#### Exercise set
1. Reproduce the passage of the post about visiting France in August from "After years of" to "to their grandchild.".
2. In the post about visiting France in August, which wedding anniversary did the writer's parents reach that year?

* Begin Text *

26 August 2015

I went to France in August! Part the First

"Don't go to France in August," they said. "It's beastly hot, it's full of tourists, all the real French people are on holiday somewhere else, and half of Paris will be closed," they said.

After years of heeding this advice and going to France in almost any other month, this year August was the best time for us to go. So we went. And you know what? It was fine! It was fun, even. It was no less pleasant than visiting in November or January, and the people-watching was a lot more interesting.

Since we've lived abroad, my husband and I--and our daughter, now that she's joined us--have managed a France trip at least once a year. Paris, usually, but the last few years we've taken longer trips and visited other regions (as well as a few days in Paris at the beginning and the end). This year was my parents' 45th Wedding anniversary, and the 10th anniversary of the family trip where my husband and I got engaged, so we decided to celebrate by inviting my parents to join us for a week in France during their usual long summer visit to their grandchild.

* End Text *
* Begin Data supplied *

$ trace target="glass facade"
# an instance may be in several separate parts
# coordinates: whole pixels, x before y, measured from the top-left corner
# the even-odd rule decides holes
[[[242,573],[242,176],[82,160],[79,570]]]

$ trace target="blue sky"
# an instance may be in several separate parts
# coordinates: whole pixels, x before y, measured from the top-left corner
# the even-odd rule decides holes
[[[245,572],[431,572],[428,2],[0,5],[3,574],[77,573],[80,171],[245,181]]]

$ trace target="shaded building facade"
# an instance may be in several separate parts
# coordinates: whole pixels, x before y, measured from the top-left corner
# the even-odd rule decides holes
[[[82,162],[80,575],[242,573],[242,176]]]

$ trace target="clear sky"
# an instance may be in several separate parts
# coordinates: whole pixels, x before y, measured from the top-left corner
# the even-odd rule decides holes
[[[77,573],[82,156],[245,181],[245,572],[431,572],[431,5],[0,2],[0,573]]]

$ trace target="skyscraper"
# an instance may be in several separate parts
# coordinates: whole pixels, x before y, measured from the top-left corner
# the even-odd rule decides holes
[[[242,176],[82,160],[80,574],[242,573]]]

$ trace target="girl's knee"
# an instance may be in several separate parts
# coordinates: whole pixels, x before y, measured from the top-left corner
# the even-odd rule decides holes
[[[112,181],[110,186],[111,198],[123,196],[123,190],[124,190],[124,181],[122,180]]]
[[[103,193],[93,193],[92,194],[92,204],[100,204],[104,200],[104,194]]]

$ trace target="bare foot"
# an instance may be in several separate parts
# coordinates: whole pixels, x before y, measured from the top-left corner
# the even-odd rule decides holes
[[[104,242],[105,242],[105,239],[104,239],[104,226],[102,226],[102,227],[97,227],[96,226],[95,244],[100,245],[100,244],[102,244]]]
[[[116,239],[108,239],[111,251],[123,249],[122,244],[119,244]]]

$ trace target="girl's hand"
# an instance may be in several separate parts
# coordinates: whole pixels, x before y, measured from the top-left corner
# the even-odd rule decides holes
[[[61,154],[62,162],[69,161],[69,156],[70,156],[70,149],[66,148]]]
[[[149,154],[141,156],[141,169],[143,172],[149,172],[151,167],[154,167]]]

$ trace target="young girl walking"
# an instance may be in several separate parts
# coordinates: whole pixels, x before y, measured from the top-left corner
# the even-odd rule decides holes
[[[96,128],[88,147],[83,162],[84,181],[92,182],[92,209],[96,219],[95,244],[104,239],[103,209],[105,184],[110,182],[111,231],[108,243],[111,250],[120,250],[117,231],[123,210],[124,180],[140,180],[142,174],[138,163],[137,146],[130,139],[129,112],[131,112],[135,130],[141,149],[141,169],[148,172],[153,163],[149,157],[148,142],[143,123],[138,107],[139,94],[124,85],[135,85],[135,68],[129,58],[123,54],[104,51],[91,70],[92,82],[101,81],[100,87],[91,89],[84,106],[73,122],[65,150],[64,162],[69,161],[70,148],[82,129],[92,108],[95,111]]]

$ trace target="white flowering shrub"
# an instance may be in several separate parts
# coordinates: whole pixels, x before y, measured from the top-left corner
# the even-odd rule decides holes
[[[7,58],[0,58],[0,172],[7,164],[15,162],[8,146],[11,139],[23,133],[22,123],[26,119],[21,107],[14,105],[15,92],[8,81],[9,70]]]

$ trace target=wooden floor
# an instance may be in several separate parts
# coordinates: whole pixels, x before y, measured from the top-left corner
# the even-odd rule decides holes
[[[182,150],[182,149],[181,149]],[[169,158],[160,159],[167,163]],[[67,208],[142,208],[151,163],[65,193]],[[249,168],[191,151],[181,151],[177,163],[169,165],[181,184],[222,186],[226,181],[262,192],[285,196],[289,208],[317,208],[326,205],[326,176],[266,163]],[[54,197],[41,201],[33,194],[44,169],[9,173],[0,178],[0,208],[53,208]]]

* End Data supplied *

#### Solved problems
1.
After years of heeding this advice and going to France in almost any other month, this year August was the best time for us to go. So we went. And you know what? It was fine! It was fun, even. It was no less pleasant than visiting in November or January, and the people-watching was a lot more interesting.

Since we've lived abroad, my husband and I--and our daughter, now that she's joined us--have managed a France trip at least once a year. Paris, usually, but the last few years we've taken longer trips and visited other regions (as well as a few days in Paris at the beginning and the end). This year was my parents' 45th Wedding anniversary, and the 10th anniversary of the family trip where my husband and I got engaged, so we decided to celebrate by inviting my parents to join us for a week in France during their usual long summer visit to their grandchild.

2. Their 45th wedding anniversary.